◆ **Problem description**:
Show each line of the entries below that contains the word "water".
----- Information provided
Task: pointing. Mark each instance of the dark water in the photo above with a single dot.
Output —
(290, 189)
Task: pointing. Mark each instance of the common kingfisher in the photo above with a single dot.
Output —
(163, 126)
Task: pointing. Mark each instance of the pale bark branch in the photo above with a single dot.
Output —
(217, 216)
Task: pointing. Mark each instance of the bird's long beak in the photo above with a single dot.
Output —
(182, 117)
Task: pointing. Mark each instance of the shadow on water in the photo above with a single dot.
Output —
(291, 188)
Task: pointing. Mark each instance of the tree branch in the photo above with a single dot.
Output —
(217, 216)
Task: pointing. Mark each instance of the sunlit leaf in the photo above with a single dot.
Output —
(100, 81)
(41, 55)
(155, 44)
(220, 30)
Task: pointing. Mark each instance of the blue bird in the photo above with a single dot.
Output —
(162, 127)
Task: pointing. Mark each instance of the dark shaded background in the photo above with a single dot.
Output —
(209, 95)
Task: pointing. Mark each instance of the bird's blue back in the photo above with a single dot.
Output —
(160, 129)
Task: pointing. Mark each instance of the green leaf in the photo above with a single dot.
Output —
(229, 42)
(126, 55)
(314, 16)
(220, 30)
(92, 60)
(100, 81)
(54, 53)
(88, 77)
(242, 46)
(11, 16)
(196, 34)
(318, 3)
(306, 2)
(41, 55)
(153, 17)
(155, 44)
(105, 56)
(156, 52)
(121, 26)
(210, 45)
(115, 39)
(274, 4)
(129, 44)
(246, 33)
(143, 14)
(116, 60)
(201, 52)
----------
----- Information provided
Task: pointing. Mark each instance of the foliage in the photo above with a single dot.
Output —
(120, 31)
----------
◆ **Exercise output**:
Task: pointing. Mark each instance of the dark water in the photo above with a single dot.
Task: pointing. Mark each instance of the shadow on water in the photo above with a single dot.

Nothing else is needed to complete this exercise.